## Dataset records

________________________

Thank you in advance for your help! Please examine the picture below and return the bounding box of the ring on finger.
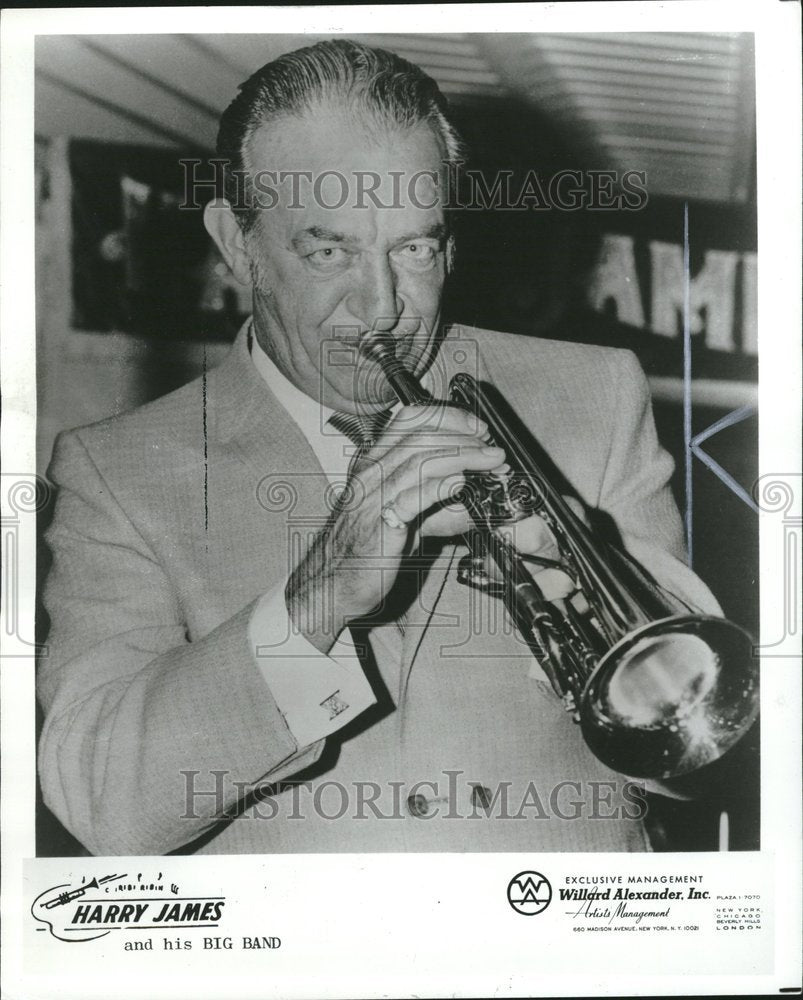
[380,501,407,531]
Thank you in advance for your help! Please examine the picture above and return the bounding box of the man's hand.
[285,403,592,652]
[493,498,588,602]
[286,404,506,653]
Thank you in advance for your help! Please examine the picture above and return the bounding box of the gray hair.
[216,38,464,231]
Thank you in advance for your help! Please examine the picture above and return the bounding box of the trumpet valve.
[456,552,505,596]
[470,470,540,525]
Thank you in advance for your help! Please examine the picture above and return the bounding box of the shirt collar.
[249,322,336,436]
[248,321,430,426]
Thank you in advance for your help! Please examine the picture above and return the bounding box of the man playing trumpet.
[38,40,742,856]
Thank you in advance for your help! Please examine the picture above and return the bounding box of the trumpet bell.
[580,616,759,778]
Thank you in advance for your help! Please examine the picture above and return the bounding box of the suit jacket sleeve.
[598,350,721,616]
[38,429,323,856]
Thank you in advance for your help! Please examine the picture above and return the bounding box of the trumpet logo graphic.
[507,871,552,916]
[32,873,129,942]
[30,871,200,943]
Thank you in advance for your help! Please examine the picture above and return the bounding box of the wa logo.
[507,871,552,916]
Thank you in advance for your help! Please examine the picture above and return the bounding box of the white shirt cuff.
[248,585,377,748]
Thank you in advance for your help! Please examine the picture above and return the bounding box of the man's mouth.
[328,329,431,385]
[341,332,416,362]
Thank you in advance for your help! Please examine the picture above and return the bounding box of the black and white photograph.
[33,27,762,857]
[2,4,801,998]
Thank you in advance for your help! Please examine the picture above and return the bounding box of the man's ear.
[445,233,456,274]
[203,198,252,287]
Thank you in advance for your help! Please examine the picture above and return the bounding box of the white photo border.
[2,3,800,997]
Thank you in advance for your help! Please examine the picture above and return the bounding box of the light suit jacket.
[38,325,718,856]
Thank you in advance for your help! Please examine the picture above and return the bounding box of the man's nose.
[346,258,403,332]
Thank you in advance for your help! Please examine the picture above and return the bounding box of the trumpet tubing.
[361,332,759,779]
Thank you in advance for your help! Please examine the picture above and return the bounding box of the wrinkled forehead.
[243,104,448,234]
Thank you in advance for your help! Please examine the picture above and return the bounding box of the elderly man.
[38,39,720,856]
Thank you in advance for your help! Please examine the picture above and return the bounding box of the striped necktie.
[327,408,393,451]
[327,409,395,481]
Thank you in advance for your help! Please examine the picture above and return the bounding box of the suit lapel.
[207,325,333,592]
[214,324,330,495]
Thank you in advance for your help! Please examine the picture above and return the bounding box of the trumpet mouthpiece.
[359,331,397,366]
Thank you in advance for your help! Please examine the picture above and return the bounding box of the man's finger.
[419,503,473,538]
[496,513,559,557]
[385,472,466,526]
[529,567,576,601]
[382,404,487,442]
[383,444,506,497]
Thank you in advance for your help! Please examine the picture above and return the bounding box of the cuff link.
[320,691,349,720]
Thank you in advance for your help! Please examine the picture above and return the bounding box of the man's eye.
[401,243,434,259]
[306,247,349,270]
[393,243,437,268]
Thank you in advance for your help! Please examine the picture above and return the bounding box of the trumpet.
[361,332,759,779]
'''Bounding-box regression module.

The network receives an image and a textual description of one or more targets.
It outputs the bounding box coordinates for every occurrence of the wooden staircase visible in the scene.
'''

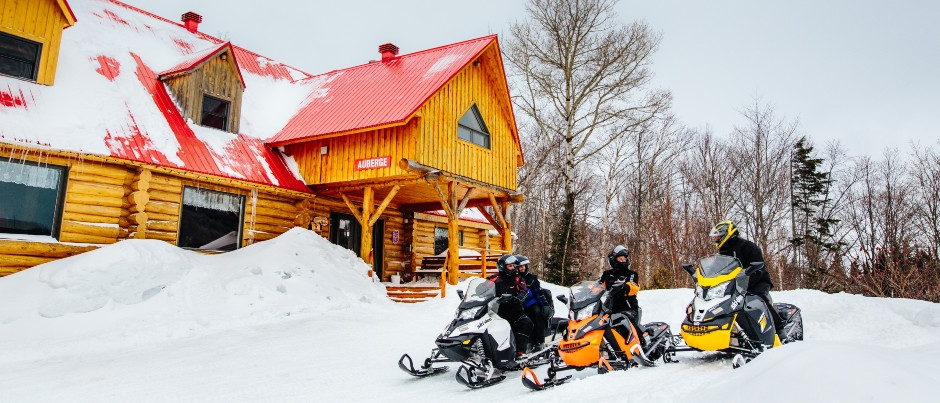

________________________

## The problem
Once you find the line that contains "the man's nose.", reproduce it and every line after it through the end of the entries above, exactly as written, with no pictures.

## Task output
Thank you in advance for your help! Please examine the picture above and return the bounding box of the man's nose.
[346,258,403,332]
Thank you in advance for your help! Please examine the picture above and return the bounding box of the trumpet tubing.
[361,332,759,779]
Thank you in advance for your help! Please examine the picture above and return the bounding box of the wrinkled forehead.
[243,104,448,234]
Thank you in advance for your help! Please examine the picture above and return the bounding box of the elderly man.
[38,39,720,856]
Thank you in advance for your help! Please examine the picture above and return the bounding box of the striped necktie.
[327,408,393,451]
[327,409,395,481]
Thank you in advance for your help! Please examine the picture above and return the bounding box of the suit lapel.
[207,325,333,592]
[214,324,330,495]
Thank you in advance for your help! Please examine the picture above and return the bounding box of the trumpet mouthpiece.
[359,331,397,366]
Thank you in advance for your help! Please examine the picture above and return the bounding box of the man's finger.
[419,503,473,538]
[496,513,559,557]
[385,472,466,526]
[529,567,576,601]
[382,404,487,442]
[383,444,506,497]
Thank you in advance for your help! Please examine the picture above and return the bounding box of the cuff link.
[320,691,349,720]
Thank you in advance for your help! Please examine the picture above and return the bounding box of the man's eye.
[401,243,434,259]
[306,247,349,270]
[393,243,437,268]
Thank you in advance for your help! Please examine the picture above and return the bounding box of the trumpet.
[361,332,759,779]
'''Bounding-box regression module.

The network receives an image and a textual description of one or more targets.
It outputs the bounding box coordinates for every occurrence of the wooden staircase visible in the scene.
'''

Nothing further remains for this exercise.